**TASKS TO CARRY OUT:**
A. Can you sum up the text on cervical cancer in two sentences?
B. Could you turn the paragraph of the cervical cancer text beginning "Regular screening for pre-cancerous changes" into a bulleted list that keeps its main facts?

**EXERCISE PASSAGE:**

☆ ☆ ☆ ☆

Cervical cancer is a gynaecological cancer which affects the cells at the cervix (opening to the uterus). It is the third most common gynaecological cancer in Australia after uterine cancer and ovarian cancer. As there are two types of cell in this area of the body, there are two types of cancer which can develop. The most common type is squamous cell carcinoma which accounts for about 80% of cervical cancers. Adenocarcinoma is less common and affects the glandular cells in the cervix. The main risk factor for development of cervical cancer is exposure to human papilloma virus (HPV), which is like the common cold of the genital tract. Most women are exposed to HPV during their reproductive years and while the majority of the time HPV will be cleared naturally, in some cases it is persistent and causes the changes that lead to cervical cancer. Smoking is also a risk factor for the development of cervical cancer. Cervical cancer is not a hereditary cancer that can be passed down from relatives.
Regular screening for pre-cancerous changes of the cervix or Pap smears have meant that the incidence of cervical cancer has decreased. Changes are detected and treated before they have the opportunity to develop into a cancer. Pap smears are performed on all women 18-70 years of age who have had sexual intercourse and are recommended every two years. International evidence shows that HPV is the virus that causes 99% of cervical cancers, so in 2015 the Federal Minister for Health announced that a new 5-yearly HPV test for cervical cancer will replace the 2-yearly Pap test from 1 May 2017. The full guidelines can be accessed here.

☆ ☆ ☆ ☆

Image point grounding data:
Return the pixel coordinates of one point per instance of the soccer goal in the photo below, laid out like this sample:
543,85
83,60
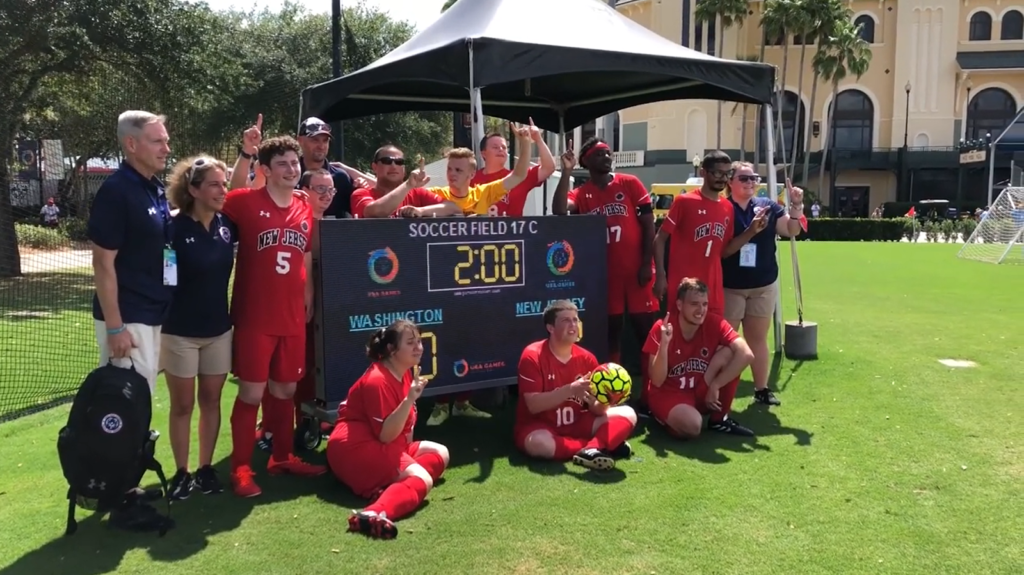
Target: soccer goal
997,237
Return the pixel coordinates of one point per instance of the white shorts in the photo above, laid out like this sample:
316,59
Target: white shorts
145,355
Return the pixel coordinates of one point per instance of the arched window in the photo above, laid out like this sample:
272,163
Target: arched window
990,112
854,121
1012,27
981,27
865,28
790,103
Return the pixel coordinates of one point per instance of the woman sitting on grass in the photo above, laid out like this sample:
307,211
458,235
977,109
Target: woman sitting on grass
371,449
196,340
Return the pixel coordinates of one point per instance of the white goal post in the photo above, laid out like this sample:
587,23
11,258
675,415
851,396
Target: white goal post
998,236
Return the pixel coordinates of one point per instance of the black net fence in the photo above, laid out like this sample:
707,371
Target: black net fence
211,75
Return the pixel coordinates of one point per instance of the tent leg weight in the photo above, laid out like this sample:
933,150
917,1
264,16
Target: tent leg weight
801,340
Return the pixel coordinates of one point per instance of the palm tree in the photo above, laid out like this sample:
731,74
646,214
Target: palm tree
729,12
824,16
842,54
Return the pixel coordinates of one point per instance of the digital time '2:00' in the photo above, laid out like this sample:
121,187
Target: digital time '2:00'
474,265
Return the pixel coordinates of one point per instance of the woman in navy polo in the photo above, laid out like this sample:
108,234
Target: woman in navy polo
197,336
750,268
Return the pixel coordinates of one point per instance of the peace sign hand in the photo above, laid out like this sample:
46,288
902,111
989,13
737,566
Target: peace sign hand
252,137
568,158
419,177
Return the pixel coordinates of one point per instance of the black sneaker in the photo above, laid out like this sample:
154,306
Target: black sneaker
593,458
181,485
730,426
207,482
624,451
766,396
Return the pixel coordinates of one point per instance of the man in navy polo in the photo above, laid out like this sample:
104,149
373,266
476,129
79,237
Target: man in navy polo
134,267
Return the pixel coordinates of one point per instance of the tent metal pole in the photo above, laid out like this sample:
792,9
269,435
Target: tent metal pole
773,193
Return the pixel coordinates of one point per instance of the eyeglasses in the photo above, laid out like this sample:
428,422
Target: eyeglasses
322,189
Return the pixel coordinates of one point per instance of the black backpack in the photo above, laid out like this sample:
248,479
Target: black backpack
108,446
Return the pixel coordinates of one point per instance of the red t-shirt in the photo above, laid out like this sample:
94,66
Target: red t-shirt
698,228
268,296
515,201
417,197
541,371
620,203
374,396
688,360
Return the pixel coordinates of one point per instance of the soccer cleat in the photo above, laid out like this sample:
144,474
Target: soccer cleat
242,482
730,427
439,414
181,485
294,466
372,525
766,396
207,481
593,458
624,451
468,410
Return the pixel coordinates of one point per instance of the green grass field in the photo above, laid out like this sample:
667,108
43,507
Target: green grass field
880,460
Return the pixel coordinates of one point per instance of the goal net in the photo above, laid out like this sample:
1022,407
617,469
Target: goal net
998,236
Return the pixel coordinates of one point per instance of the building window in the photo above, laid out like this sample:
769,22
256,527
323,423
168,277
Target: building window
865,28
854,120
790,103
981,27
1012,27
990,112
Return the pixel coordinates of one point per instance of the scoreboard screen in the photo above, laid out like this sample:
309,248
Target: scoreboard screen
476,288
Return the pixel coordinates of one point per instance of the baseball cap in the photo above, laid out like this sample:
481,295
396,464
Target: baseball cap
314,127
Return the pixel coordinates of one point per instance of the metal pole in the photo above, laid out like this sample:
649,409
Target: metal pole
773,193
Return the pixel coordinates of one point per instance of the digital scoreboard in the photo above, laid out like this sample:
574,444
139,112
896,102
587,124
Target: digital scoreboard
476,288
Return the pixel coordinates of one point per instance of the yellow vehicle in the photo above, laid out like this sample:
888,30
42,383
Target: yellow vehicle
662,195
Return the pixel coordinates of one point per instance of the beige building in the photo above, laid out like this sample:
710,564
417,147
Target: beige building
941,71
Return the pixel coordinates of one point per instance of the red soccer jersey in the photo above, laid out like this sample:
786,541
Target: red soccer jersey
269,279
688,360
514,202
417,197
698,228
541,371
620,202
374,396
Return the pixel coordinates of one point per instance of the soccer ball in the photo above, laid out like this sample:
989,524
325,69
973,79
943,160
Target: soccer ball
610,384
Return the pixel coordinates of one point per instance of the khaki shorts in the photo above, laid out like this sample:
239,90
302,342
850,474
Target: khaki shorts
187,357
758,302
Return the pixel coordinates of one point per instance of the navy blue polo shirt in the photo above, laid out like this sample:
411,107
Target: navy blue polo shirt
341,206
130,215
765,270
206,258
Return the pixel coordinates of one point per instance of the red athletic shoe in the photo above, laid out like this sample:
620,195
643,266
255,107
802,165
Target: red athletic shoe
294,466
242,481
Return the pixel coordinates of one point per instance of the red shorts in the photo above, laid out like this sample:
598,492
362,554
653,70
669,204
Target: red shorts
625,295
581,429
368,467
259,357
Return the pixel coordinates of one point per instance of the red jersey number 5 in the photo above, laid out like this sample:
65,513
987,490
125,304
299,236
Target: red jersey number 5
284,263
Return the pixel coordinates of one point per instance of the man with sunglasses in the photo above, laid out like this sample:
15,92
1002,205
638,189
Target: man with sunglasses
391,196
699,224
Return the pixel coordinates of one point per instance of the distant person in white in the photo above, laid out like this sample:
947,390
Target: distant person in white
50,214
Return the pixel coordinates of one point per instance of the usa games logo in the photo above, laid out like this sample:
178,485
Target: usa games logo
383,265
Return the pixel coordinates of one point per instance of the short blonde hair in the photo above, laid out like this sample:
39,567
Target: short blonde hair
190,172
462,153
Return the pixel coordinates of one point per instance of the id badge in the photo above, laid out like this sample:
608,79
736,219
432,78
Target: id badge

☆ ☆ ☆ ☆

**RESPONSE LIST:**
A. Cervical cancer affects the cells of the cervix and occurs in two types: squamous cell carcinoma, which accounts for about 80% of cases, and the less common adenocarcinoma of the glandular cells. Its main risk factor is persistent human papilloma virus (HPV) infection, with smoking also a risk, and regular screening has reduced its incidence, with a 5-yearly HPV test set to replace the 2-yearly Pap test from 1 May 2017.

B.
- Regular screening for pre-cancerous changes of the cervix (Pap smears) has reduced the incidence of cervical cancer.
- Changes are detected and treated before they can develop into cancer.
- Pap smears are recommended every two years for all women aged 18–70 who have had sexual intercourse.
- International evidence shows that HPV causes 99% of cervical cancers.
- In 2015 the Federal Minister for Health announced that a 5-yearly HPV test would replace the 2-yearly Pap test from 1 May 2017.